▶ **Prompt**
Print only the lines below, from the very first to the one containing "[[3, 310], [125, 216], [767, 91]]", exactly as they stand. Do not print pictures.

▶ **Given records**
■ ■ ■ ■
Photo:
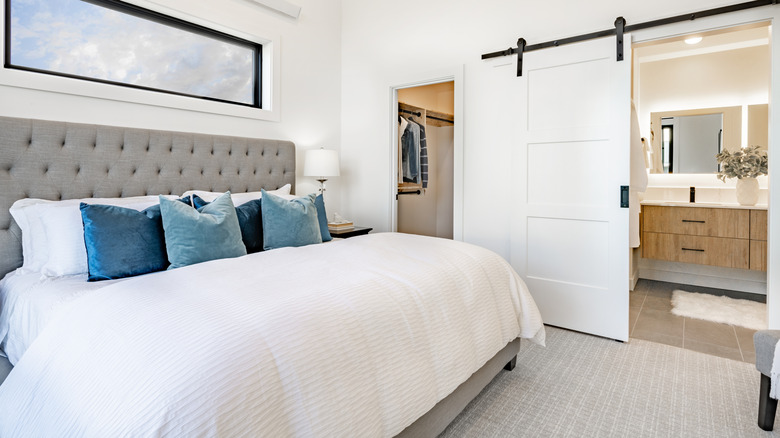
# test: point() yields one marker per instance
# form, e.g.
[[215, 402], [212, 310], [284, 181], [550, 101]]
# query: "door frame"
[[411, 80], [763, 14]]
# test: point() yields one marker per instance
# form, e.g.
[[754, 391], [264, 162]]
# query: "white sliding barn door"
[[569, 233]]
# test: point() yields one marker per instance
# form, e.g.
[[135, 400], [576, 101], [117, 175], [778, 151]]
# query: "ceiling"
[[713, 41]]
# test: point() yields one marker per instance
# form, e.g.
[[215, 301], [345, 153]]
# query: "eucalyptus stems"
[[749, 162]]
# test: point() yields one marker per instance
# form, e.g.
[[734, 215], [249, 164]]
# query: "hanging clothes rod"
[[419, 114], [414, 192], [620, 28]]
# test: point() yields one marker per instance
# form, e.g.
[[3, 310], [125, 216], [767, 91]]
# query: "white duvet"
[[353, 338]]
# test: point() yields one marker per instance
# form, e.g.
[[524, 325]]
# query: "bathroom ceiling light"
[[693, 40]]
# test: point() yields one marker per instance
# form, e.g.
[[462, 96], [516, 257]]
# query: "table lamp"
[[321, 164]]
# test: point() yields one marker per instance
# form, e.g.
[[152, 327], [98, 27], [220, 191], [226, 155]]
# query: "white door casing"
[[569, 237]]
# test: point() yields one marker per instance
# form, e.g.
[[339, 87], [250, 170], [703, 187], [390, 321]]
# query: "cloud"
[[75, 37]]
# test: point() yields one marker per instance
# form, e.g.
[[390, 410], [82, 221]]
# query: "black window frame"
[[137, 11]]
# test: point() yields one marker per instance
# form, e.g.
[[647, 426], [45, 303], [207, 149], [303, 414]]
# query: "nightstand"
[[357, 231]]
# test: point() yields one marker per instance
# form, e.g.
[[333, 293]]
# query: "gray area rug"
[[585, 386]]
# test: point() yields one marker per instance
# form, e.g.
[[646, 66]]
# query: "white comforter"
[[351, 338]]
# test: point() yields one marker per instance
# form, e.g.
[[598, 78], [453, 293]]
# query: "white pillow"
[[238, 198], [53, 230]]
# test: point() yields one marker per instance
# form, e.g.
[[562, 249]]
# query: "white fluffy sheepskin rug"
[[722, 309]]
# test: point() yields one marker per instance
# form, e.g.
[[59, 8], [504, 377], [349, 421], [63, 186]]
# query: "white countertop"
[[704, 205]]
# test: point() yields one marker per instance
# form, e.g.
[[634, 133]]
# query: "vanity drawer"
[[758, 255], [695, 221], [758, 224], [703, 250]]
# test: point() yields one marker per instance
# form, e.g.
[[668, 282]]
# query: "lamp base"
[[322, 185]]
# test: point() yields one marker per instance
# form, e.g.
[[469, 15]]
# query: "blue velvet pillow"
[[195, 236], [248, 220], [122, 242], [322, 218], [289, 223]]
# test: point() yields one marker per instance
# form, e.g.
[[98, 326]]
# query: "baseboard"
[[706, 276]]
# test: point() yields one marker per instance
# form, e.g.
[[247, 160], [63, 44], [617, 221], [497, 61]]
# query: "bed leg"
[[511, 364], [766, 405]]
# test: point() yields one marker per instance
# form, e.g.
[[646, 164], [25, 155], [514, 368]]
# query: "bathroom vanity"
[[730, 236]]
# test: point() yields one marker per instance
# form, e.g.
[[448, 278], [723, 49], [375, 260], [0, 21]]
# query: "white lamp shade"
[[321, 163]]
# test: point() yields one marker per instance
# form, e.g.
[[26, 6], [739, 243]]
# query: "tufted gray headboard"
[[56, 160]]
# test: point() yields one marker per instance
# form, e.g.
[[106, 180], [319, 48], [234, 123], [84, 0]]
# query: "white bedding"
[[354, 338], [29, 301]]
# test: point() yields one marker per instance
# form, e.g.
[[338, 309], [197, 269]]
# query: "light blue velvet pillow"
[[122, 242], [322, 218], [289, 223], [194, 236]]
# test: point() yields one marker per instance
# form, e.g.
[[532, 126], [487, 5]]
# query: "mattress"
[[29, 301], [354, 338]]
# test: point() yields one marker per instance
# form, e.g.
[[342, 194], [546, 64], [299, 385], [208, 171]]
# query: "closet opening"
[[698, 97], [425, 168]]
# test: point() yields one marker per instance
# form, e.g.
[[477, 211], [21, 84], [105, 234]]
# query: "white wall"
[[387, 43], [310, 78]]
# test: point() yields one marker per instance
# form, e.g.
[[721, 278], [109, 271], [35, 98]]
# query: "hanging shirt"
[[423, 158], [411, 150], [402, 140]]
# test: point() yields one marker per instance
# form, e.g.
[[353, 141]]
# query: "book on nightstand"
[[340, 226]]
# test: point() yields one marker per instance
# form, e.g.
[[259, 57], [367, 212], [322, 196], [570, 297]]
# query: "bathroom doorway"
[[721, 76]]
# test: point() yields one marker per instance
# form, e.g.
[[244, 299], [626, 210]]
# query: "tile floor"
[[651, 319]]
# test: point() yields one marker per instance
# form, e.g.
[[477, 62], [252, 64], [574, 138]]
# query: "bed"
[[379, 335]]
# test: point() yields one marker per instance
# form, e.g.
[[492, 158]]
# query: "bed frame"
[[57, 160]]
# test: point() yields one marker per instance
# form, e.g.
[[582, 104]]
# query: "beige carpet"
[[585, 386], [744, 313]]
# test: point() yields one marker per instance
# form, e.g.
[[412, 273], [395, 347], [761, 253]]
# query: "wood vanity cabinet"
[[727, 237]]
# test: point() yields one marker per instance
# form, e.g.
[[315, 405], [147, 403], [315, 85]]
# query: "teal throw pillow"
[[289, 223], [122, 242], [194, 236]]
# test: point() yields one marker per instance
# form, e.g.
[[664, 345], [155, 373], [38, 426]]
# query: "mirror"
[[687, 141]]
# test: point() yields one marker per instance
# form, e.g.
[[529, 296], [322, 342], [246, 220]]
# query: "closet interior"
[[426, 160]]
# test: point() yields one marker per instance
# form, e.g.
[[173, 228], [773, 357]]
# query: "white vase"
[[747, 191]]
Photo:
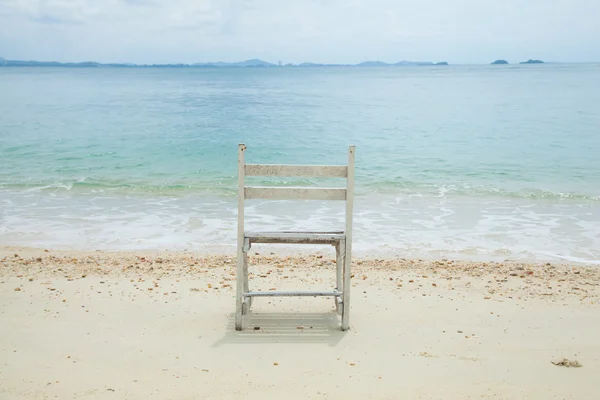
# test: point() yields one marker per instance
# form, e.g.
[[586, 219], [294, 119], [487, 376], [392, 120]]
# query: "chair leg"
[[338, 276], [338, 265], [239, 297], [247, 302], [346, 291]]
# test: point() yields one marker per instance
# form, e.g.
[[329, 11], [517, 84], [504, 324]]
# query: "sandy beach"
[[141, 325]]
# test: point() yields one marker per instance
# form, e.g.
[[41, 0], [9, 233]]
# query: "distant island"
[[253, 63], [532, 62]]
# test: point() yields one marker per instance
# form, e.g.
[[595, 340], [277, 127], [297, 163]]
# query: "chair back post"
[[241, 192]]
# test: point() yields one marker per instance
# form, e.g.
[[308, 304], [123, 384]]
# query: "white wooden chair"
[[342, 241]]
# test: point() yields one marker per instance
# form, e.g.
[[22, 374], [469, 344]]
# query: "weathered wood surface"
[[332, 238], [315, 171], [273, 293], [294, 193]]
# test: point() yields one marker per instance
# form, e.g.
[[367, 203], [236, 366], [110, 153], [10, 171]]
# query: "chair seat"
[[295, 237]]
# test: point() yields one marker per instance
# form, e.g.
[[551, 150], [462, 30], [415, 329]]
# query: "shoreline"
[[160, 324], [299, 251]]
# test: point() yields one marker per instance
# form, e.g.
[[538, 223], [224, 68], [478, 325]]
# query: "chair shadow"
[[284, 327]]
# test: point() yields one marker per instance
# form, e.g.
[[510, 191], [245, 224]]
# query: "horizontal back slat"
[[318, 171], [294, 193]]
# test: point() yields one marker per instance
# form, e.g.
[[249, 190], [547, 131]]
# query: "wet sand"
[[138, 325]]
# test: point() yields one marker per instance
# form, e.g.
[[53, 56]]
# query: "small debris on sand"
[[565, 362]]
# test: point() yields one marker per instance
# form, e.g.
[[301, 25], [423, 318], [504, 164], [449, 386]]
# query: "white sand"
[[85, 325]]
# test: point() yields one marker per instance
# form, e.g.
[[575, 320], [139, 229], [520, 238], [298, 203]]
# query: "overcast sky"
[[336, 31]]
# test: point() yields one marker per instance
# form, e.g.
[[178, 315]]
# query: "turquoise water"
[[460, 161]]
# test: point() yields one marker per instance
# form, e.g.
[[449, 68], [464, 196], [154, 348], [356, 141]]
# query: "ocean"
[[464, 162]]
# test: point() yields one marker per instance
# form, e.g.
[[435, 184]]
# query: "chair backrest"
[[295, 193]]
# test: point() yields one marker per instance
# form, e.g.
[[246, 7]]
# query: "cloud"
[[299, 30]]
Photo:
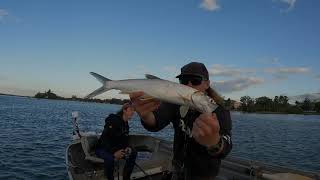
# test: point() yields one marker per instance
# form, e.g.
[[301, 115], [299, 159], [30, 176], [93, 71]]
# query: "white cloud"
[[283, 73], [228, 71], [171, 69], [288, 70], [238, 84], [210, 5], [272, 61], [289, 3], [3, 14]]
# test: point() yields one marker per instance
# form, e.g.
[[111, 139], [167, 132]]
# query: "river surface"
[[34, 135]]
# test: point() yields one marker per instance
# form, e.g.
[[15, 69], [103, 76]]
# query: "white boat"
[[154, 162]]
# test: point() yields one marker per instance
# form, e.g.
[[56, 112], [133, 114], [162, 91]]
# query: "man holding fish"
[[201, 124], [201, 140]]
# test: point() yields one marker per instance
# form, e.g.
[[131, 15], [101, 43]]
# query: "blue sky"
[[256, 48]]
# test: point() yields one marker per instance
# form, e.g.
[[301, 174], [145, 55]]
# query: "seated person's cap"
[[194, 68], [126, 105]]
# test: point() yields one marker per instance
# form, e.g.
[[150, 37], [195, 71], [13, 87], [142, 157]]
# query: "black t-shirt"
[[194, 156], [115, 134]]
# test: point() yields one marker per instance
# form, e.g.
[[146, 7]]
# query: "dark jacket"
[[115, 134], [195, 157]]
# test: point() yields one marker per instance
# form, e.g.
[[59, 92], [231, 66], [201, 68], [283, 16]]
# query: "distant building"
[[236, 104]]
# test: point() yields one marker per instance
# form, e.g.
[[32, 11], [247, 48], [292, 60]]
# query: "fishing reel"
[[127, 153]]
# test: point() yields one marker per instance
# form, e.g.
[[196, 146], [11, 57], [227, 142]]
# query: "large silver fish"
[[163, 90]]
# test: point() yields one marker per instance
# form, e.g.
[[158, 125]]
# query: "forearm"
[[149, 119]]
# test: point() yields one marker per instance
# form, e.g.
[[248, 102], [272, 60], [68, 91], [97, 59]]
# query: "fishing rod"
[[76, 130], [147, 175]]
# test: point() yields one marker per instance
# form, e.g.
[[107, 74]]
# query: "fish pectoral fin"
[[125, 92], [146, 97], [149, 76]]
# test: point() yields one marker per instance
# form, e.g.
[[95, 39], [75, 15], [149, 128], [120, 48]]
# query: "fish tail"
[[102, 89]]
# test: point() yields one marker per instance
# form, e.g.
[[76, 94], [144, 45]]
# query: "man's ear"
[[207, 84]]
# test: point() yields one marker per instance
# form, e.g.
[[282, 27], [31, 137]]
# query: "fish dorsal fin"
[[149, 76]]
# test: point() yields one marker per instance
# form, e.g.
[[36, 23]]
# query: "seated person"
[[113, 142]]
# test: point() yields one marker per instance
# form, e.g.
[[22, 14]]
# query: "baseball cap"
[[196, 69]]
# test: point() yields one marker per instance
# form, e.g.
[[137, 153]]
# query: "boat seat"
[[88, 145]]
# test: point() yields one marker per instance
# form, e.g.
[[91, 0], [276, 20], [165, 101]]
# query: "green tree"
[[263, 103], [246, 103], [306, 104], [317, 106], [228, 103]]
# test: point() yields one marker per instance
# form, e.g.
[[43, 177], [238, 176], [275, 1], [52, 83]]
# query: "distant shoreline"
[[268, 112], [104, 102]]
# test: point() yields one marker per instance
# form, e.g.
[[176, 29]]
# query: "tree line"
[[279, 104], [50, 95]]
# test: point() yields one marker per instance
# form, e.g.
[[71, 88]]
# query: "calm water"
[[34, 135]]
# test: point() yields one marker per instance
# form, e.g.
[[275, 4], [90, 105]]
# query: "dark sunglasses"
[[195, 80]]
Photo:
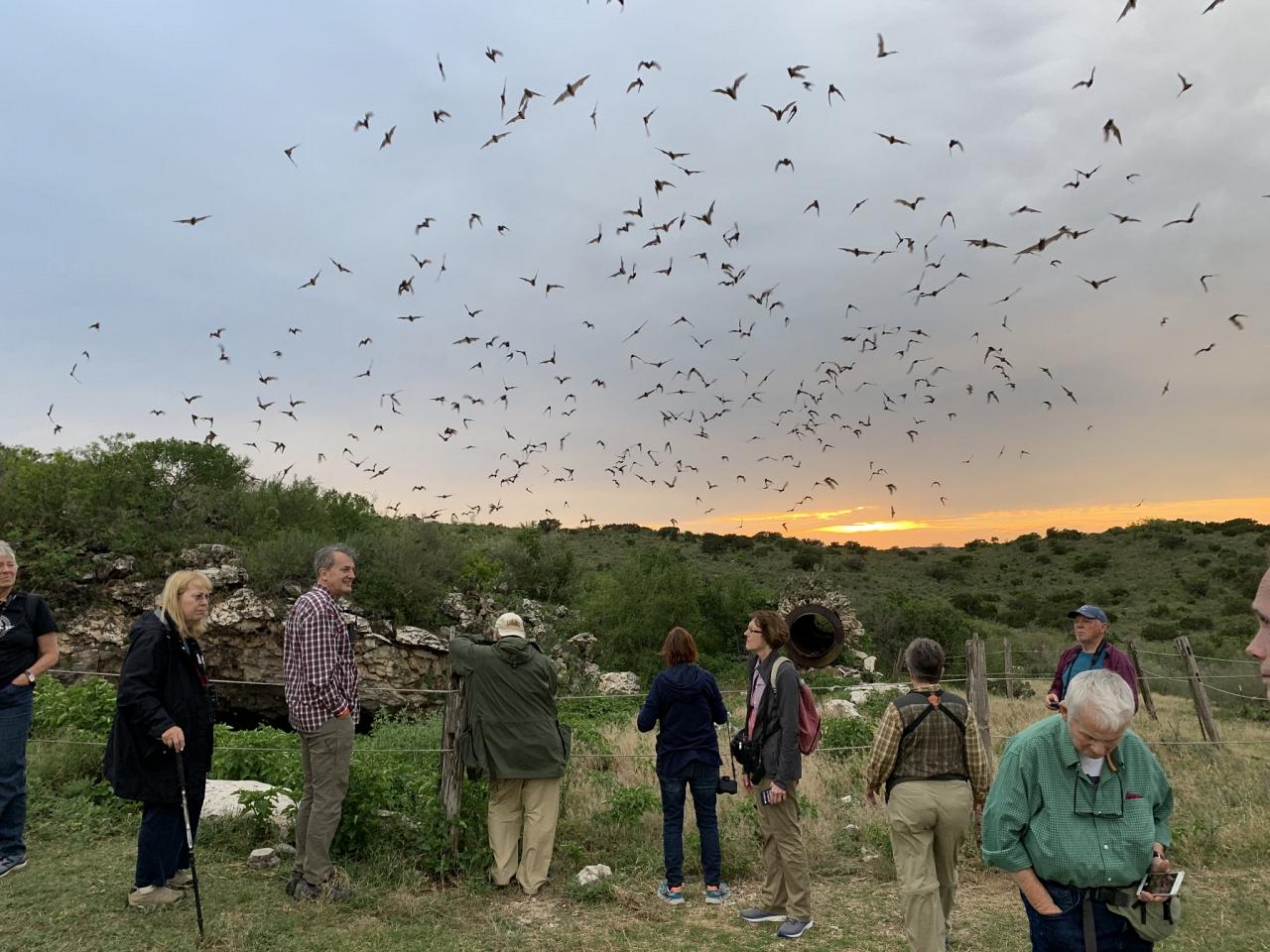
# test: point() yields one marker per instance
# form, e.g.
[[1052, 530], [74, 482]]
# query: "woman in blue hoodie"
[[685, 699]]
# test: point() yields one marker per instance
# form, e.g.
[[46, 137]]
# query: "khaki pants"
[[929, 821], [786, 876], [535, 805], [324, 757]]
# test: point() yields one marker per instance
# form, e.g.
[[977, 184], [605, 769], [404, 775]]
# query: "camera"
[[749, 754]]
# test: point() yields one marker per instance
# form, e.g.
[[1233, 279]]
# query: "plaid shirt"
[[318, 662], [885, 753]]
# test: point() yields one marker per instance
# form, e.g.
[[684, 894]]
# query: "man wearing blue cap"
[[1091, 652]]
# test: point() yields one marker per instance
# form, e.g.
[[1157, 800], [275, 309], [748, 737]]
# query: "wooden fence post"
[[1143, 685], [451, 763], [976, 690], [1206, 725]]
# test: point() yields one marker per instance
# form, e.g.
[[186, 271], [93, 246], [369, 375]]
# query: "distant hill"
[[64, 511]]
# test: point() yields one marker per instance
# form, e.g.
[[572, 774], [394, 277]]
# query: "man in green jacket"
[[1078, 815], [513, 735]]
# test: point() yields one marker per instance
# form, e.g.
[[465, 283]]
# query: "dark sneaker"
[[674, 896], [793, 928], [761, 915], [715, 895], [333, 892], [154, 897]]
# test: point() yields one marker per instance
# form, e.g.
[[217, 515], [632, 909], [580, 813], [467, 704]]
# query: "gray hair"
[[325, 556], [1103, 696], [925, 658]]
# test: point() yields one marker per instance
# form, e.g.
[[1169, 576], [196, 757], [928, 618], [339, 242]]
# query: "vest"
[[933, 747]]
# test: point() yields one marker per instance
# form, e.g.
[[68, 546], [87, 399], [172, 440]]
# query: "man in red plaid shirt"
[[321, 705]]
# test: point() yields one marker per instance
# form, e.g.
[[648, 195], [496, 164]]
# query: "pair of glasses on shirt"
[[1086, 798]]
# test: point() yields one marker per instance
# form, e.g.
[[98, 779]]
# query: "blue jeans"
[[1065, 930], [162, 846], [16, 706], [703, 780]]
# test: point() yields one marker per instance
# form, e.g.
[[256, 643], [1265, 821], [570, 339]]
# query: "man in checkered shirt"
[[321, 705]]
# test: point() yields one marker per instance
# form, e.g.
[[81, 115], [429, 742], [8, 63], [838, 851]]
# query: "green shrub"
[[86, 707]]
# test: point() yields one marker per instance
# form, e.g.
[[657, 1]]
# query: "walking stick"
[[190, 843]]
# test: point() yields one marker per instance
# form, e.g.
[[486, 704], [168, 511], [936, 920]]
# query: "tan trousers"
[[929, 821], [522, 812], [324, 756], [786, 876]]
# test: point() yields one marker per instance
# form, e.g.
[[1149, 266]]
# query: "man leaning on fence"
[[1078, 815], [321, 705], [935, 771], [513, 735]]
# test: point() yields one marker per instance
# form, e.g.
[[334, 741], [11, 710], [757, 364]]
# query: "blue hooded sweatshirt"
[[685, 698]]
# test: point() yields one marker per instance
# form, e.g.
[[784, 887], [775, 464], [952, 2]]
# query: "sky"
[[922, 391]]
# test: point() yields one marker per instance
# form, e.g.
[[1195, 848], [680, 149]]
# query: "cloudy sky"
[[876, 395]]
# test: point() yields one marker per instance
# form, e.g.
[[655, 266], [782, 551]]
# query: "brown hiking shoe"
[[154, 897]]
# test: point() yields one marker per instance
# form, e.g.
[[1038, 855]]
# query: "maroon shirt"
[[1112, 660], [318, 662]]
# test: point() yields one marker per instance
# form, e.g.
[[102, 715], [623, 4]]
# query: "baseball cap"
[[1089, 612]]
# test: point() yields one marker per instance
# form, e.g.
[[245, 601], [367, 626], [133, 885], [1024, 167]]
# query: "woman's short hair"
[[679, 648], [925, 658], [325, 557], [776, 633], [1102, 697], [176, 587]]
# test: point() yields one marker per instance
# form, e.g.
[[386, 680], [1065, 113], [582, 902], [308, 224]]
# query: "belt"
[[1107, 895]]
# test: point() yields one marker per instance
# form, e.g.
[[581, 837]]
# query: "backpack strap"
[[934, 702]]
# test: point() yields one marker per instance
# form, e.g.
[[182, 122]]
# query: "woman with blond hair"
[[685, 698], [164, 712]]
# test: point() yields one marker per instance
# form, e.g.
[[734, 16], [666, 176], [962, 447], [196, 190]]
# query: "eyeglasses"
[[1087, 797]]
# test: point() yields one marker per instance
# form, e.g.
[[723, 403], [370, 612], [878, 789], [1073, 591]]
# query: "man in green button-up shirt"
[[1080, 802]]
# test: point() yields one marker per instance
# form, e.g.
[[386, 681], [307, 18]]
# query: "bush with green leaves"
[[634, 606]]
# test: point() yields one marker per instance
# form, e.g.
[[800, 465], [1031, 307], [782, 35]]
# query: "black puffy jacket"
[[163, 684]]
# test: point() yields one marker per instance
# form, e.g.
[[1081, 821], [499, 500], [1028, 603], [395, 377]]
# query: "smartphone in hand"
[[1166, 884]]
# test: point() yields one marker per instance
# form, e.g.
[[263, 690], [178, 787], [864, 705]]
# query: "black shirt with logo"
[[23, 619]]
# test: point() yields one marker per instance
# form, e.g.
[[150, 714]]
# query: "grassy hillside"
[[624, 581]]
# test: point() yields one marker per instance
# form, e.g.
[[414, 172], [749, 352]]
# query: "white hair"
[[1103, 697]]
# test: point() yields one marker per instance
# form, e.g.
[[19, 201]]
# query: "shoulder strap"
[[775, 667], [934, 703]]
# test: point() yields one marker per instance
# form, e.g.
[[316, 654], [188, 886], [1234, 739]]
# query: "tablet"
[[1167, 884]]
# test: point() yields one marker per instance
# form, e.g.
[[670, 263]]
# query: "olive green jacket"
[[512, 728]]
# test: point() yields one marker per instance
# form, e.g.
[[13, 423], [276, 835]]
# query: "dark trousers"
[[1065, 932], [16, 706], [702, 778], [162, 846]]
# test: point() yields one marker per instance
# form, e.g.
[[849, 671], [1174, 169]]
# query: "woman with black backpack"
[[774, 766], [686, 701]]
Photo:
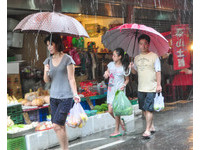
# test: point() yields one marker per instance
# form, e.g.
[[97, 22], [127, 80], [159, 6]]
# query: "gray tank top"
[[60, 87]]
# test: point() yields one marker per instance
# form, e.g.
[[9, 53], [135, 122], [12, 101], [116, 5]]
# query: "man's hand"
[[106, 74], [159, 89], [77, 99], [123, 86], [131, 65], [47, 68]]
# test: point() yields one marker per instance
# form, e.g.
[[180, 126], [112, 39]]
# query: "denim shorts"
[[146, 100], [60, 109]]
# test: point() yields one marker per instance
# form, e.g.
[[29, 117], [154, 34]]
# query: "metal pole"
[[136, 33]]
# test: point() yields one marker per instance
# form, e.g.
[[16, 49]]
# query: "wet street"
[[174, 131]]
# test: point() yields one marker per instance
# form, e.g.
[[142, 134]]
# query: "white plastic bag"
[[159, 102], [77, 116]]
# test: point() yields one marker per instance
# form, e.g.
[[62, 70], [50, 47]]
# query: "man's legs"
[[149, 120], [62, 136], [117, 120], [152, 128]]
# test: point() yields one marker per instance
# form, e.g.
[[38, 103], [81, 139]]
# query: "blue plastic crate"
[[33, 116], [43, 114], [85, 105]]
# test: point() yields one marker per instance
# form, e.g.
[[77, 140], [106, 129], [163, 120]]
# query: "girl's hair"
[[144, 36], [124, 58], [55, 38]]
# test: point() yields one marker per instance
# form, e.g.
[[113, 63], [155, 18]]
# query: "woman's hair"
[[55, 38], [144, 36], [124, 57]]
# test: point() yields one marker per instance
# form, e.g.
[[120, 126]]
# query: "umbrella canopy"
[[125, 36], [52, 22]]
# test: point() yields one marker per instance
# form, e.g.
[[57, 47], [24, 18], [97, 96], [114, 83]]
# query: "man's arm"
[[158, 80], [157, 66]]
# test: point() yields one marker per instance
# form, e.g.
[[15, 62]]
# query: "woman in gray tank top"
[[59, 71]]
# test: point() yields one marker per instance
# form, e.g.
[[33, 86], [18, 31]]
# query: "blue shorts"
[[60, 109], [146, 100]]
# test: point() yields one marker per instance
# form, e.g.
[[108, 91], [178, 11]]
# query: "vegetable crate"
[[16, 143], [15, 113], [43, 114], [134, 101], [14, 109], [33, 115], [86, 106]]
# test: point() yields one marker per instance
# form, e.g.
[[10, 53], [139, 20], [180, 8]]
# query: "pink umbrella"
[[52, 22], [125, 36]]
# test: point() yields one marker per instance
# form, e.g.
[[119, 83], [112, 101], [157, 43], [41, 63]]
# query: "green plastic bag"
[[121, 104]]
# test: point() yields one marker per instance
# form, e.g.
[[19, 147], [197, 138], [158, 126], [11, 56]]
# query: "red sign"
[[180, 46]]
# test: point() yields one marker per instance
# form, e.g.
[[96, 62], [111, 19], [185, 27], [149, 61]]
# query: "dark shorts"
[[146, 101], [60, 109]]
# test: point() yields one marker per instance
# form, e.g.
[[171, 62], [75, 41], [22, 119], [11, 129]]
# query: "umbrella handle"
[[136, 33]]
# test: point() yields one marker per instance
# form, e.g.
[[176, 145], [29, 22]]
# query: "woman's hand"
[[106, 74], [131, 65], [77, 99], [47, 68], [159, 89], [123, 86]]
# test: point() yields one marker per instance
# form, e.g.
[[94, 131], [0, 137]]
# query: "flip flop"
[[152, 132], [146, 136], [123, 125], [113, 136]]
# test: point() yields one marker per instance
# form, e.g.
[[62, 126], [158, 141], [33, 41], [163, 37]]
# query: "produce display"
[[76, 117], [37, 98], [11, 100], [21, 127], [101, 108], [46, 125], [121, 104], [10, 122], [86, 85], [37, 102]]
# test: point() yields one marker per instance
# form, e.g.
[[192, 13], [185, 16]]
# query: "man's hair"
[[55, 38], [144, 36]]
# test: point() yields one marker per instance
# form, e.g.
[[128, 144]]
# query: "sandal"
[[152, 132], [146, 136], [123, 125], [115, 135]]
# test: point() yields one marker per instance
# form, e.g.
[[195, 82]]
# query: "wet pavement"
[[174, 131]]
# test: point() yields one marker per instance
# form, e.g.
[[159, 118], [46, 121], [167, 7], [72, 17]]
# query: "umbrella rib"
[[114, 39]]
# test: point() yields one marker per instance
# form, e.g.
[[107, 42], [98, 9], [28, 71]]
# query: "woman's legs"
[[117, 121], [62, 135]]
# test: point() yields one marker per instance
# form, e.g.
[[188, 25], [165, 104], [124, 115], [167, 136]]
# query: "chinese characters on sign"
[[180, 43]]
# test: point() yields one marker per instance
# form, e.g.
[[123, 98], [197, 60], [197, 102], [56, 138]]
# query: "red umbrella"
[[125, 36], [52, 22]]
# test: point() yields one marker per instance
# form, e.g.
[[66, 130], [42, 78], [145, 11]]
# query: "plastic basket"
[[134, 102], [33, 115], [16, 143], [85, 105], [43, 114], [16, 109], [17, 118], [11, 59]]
■ ■ ■ ■
▶ **Result**
Photo:
# test: point() yields one marker per instance
# form, e.g.
[[215, 402], [212, 310], [284, 181], [550, 101]]
# query: "door frame"
[[411, 80], [763, 14]]
# test: point() yields one marker per instance
# form, e.g.
[[754, 391], [264, 162]]
# query: "white sliding barn door"
[[569, 233]]
# test: point() yields one marker per instance
# form, e.g.
[[135, 400], [576, 101], [117, 175], [778, 151]]
# query: "ceiling"
[[713, 41]]
# test: point() yields one marker per instance
# form, e.g.
[[215, 301], [345, 153]]
# query: "eucalyptus stems"
[[749, 162]]
# test: point() yields one marker per instance
# form, e.g.
[[734, 215], [249, 164]]
# query: "hanging clothes rod"
[[419, 114], [414, 192], [620, 28]]
# test: point() yields one marker per instance
# form, e.g.
[[3, 310], [125, 216], [767, 91]]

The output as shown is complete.